▶ _EXERCISE DIRECTIONS_:
Could you return each line of the material that has "notebook" in it?

[Start of section]

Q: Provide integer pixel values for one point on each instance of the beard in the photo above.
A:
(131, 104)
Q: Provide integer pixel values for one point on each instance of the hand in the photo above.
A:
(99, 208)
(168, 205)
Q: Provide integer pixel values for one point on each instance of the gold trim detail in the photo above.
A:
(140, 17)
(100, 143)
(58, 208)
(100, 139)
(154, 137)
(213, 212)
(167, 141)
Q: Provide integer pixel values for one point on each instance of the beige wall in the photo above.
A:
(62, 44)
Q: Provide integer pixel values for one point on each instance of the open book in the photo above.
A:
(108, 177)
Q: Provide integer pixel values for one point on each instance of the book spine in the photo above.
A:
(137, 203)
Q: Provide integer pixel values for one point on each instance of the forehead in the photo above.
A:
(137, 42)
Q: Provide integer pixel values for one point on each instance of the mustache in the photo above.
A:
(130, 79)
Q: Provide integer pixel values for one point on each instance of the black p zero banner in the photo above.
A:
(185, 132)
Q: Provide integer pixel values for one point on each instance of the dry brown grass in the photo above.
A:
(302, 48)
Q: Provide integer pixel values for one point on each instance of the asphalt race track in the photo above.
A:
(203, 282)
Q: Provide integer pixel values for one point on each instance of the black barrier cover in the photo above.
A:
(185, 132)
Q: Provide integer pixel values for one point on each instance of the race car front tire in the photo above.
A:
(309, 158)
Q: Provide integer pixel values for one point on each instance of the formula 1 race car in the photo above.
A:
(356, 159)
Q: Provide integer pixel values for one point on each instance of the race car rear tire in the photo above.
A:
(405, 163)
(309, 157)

[End of section]
[Start of section]

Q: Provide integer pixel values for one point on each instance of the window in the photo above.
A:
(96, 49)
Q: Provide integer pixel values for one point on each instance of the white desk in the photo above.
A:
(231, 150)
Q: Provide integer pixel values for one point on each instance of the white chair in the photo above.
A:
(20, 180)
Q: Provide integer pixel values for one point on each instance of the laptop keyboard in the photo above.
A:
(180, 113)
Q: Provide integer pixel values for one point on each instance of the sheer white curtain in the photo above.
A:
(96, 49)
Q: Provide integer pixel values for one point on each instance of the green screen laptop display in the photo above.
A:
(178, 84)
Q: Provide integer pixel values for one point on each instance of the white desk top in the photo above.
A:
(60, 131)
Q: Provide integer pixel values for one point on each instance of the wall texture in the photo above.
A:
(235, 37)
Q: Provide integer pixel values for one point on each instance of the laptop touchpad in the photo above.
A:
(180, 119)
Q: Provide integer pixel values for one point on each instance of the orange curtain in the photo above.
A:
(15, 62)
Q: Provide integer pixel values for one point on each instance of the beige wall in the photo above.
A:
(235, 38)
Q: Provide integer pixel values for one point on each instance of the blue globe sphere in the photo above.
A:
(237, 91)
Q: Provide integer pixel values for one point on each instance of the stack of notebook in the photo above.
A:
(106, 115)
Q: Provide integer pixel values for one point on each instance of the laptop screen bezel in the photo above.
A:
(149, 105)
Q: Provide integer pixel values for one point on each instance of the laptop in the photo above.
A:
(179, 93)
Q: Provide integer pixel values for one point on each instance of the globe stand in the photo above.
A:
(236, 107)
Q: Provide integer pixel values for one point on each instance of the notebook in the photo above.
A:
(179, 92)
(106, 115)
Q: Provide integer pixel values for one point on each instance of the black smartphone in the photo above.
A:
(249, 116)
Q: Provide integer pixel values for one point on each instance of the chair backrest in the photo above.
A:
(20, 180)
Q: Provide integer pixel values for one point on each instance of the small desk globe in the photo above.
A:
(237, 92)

[End of section]

▶ _EXPECTED ANSWER_:
Q: Provide integer pixel values for one point on each instance of the stack of notebook in the photo above.
Q: Provide integer pixel values for one point on each instance of the notebook in the photo above.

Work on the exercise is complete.